> OBJETIVO
Reproduce literalmente la parte del texto sobre la sentencia contra entidades financieras que comienza en "En resumen, el" y termina en "las últimas décadas.".

(Viene de la primera parte)

Anuncié en mi comentario anterior la conveniencia de atender a una reciente sentencia que condenaba a entidades financieras a indemnizar a varios Ayuntamientos por las pérdidas que les habían generado realizar las inversiones por ellas aconsejadas. Puede parecer extraño, a primera vista, reparar en inversiones financieras cuando las haciendas locales no están para negocios bursátiles, tan necesitadas de unos mínimos recursos económicos para cumplir con los servicios públicos mínimos. Sin embargo, a mi juicio, tiene interés este pronunciamiento judicial que beneficia a los Ayuntamientos porque insiste -en septiembre pasado otra sentencia también había acogido la petición de otros inversores privados- en la responsabilidad patrimonial de unas empresas privadas financieras y de calificación de riesgos, que durante décadas han ido incrementando su influencia y poder sin especiales obstáculos.

En resumen, el origen del conflicto parte de la inversión que varios Ayuntamientos australianos realizan a través de una entidad de servicios financieros que encauza muchas inversiones locales (Local Government Financial System). Esta empresa invirtió en unos “productos”, valores negociables, creados por el banco holandés Abn Amro que se denominaban Rembrant 2006 y cuya naturaleza es ciertamente complicada. Propia de la sofisticada ingeniería financiera que se ha extendido en las últimas décadas.

> MATERIAL PROPORCIONADO

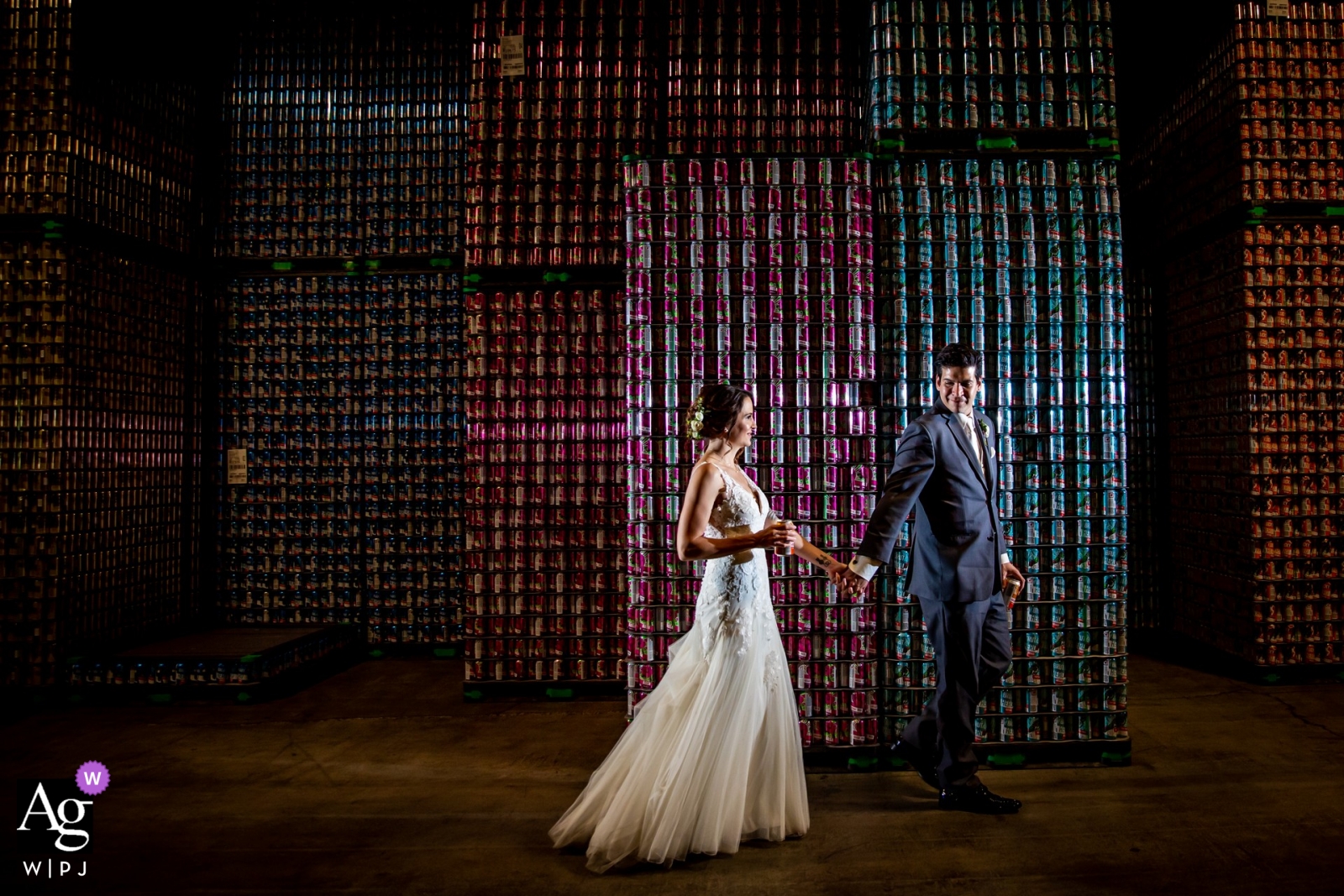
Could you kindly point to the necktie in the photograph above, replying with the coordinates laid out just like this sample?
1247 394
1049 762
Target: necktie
969 426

> RESPUESTA CORRECTA
En resumen, el origen del conflicto parte de la inversión que varios Ayuntamientos australianos realizan a través de una entidad de servicios financieros que encauza muchas inversiones locales (Local Government Financial System). Esta empresa invirtió en unos “productos”, valores negociables, creados por el banco holandés Abn Amro que se denominaban Rembrant 2006 y cuya naturaleza es ciertamente complicada. Propia de la sofisticada ingeniería financiera que se ha extendido en las últimas décadas.